▶ **Página**
********************

A diarista Fernanda Portela diz ter sido vítima de discriminação enquanto trabalhava em uma residência em Porto Alegre, no Rio Grande do Sul. Na última semana, ela recorreu às redes sociais para relatar que a agora ex-patroa a impediu de usar o banheiro da casa durante o horário de expediente.

Ao iG , ela contou em detalhes a experiência, após divulgar um vídeo onde, muito emocionada, narrava a situação de constrangimento. . 

"Eu estava dentro do banheiro que sempre uso, quando ouvi o barulho de uma idosa que mora lá. Saí e deixei ela entrar, dando prioridade, né, uma senhora de idade. Percebi que ela foi para o banho e comentei com a minha patroa. Só quis comentar, na verdade, não queria pedir uma permissão. Disse que estava apertada e ela me perguntou: 'Você vai fazer o 1 ou o 2?'. Respondi que o 2. Ela falou: 'Se fosse o 1, eu até deixava você fazer no meu banheiro. Mas o 2 eu não deixo'", conta.

A pergunta chocou Fernanda, que prontamente arrumou suas coisas e avisou que estava deixando o local.

"O marido dela estava em casa, esperei ele chegar para ouvir o que estava acontecendo, e disse para a minha patroa que ela nunca mais iria falar aquele tipo de coisa para mim, porque não é aceitável. Ela foi extremamente arrogante. Falou que se eu não tivesse gostando, poderia ir embora, que ela podia falar o que quisesse, afinal estava na casa dela. O marido interferiu, disse que ela estava errada, que não podia falar essas coisas, mas ela não abaixou a guarda", lembra.

"No dia seguinte, eu avisei para o marido dela que não ia voltar. Eu falei para ele acertar comigo a semana, e ele pediu desculpas, falou para eu esfriar a cabeça. Mandei um áudio explicando direitinho o que aconteceu para não ficar o 'diz-que-me-disse', e expliquei por que não voltaria."

********************

▶ **Dados a usar**
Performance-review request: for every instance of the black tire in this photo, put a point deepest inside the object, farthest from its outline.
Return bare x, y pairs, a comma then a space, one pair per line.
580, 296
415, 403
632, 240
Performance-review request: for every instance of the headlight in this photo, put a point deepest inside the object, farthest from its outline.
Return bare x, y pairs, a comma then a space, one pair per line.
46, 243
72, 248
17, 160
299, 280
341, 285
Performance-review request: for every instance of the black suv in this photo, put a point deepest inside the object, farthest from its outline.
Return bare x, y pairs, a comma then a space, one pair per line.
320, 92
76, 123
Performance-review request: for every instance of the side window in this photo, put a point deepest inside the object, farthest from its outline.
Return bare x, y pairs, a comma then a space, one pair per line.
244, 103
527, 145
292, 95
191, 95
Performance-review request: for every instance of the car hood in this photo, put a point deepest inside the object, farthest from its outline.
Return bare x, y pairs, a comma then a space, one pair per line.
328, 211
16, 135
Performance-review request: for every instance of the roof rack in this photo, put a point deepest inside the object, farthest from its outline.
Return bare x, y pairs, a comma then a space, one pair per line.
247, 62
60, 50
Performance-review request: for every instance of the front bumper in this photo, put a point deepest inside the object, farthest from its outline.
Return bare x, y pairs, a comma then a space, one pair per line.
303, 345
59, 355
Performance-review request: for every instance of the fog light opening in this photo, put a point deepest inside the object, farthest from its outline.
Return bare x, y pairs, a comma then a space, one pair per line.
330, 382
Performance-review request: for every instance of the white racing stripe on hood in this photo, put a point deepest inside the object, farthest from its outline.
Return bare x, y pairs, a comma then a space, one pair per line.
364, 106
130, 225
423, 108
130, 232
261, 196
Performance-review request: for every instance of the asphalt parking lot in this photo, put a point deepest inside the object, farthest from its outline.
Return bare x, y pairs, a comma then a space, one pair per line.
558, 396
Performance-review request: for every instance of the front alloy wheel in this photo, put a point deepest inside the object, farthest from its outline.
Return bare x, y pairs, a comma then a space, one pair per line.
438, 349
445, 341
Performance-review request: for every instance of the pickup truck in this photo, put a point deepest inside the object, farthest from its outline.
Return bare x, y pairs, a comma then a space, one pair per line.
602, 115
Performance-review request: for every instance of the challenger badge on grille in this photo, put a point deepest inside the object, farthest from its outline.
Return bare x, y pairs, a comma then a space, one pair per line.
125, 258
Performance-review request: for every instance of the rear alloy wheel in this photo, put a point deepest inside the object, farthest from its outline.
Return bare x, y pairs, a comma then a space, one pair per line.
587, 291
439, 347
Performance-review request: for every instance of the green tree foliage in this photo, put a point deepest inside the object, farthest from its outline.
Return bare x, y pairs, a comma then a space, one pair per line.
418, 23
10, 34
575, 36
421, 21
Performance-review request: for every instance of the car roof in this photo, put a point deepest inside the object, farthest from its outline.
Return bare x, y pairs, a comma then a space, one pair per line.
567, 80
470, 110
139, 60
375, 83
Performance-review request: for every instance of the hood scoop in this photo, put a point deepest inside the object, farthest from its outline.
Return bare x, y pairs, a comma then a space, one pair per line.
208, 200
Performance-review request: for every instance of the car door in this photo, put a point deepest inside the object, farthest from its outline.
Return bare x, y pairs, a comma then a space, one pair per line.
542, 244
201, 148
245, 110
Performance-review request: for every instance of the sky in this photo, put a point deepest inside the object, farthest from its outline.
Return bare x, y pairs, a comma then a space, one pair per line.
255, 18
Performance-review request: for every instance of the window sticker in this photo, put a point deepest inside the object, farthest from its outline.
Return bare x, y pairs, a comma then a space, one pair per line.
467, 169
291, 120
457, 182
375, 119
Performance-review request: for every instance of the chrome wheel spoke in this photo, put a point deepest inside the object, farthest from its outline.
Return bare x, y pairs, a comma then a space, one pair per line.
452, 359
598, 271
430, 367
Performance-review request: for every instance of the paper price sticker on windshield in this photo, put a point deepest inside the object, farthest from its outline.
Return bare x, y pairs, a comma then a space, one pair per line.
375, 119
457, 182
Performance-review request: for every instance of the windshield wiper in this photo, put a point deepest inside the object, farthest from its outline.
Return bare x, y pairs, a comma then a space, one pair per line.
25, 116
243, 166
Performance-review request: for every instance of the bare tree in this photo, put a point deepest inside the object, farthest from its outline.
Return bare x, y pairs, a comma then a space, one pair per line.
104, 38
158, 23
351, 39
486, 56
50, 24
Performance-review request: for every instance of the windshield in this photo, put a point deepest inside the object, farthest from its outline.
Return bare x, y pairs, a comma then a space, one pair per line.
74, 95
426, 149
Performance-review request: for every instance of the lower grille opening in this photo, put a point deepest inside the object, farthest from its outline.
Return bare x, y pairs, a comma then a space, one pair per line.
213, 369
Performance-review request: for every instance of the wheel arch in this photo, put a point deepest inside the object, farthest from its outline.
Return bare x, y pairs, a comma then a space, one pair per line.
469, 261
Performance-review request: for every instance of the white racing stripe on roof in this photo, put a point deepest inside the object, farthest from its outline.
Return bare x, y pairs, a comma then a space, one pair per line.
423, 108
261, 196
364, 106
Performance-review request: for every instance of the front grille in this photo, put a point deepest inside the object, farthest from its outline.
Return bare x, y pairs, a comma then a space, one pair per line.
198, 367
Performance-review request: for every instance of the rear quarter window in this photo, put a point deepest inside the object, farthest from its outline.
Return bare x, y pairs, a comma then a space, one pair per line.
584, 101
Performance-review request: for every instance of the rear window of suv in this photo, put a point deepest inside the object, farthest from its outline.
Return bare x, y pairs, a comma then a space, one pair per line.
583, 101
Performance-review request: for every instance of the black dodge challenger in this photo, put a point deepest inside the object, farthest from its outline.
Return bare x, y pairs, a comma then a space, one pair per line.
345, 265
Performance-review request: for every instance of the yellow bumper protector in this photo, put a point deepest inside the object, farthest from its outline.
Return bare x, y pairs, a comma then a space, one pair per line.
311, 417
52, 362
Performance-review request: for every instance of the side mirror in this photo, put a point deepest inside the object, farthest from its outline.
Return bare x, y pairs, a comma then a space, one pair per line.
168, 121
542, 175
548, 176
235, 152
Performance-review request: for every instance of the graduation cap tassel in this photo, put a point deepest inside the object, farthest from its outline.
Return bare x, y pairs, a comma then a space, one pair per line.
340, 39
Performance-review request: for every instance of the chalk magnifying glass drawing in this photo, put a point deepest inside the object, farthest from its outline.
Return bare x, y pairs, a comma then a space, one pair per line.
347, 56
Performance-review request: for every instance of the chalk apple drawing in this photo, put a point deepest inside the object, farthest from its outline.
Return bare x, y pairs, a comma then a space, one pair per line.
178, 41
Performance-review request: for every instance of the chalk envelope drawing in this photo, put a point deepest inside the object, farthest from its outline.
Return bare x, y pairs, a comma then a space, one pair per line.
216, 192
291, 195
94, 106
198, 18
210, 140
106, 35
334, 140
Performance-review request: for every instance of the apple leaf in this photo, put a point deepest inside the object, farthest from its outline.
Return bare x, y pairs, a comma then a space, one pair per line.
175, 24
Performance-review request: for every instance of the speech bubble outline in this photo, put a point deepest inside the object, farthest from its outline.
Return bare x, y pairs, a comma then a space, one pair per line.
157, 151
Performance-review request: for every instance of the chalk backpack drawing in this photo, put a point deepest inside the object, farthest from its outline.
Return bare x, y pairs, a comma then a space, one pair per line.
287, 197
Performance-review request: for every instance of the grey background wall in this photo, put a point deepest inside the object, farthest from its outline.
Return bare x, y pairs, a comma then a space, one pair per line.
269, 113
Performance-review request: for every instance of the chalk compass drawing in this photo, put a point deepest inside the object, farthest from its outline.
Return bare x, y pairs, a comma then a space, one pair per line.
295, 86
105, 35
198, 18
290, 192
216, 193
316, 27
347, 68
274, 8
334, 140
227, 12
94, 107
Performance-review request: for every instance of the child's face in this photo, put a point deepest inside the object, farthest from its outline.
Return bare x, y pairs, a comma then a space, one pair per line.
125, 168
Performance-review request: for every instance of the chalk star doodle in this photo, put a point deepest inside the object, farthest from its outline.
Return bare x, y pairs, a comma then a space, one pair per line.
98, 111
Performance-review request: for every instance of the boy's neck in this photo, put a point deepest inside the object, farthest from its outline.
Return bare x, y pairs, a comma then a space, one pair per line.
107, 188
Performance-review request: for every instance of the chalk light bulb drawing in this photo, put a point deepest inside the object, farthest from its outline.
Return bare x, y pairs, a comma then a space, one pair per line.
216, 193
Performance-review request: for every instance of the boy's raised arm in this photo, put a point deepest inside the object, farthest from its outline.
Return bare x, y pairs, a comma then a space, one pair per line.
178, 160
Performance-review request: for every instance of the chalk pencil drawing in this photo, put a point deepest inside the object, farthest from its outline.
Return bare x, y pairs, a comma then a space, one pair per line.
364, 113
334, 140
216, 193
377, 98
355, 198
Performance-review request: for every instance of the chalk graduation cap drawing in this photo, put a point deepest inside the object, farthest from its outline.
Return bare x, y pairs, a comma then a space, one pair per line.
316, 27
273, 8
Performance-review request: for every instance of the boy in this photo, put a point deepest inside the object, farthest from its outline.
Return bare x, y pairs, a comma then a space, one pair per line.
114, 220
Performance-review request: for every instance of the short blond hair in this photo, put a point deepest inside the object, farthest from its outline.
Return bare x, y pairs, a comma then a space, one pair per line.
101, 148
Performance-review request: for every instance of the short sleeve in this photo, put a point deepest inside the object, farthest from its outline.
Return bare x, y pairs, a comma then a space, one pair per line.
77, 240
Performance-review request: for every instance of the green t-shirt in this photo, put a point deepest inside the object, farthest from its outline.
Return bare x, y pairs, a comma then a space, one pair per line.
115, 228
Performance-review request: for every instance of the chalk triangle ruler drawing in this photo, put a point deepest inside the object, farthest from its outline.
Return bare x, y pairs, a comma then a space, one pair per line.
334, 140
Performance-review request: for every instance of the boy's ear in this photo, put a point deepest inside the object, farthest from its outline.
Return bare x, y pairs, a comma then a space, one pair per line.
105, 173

********************

▶ **Problemas e tarefas**
1. Além de Fernanda, quais pessoas a página menciona como presentes na casa onde ela trabalhava?
2. Quais linhas acima contêm a palavra "apple"? Identifique cada uma e copie-a inteira.

▶ **Soluções por tarefa**
1. A patroa (agora ex-patroa), uma idosa que mora lá e o marido da patroa.

2.
Performance-review request: for every instance of the chalk apple drawing in this photo, put a point deepest inside the object, farthest from its outline.
Performance-review request: for every instance of the apple leaf in this photo, put a point deepest inside the object, farthest from its outline.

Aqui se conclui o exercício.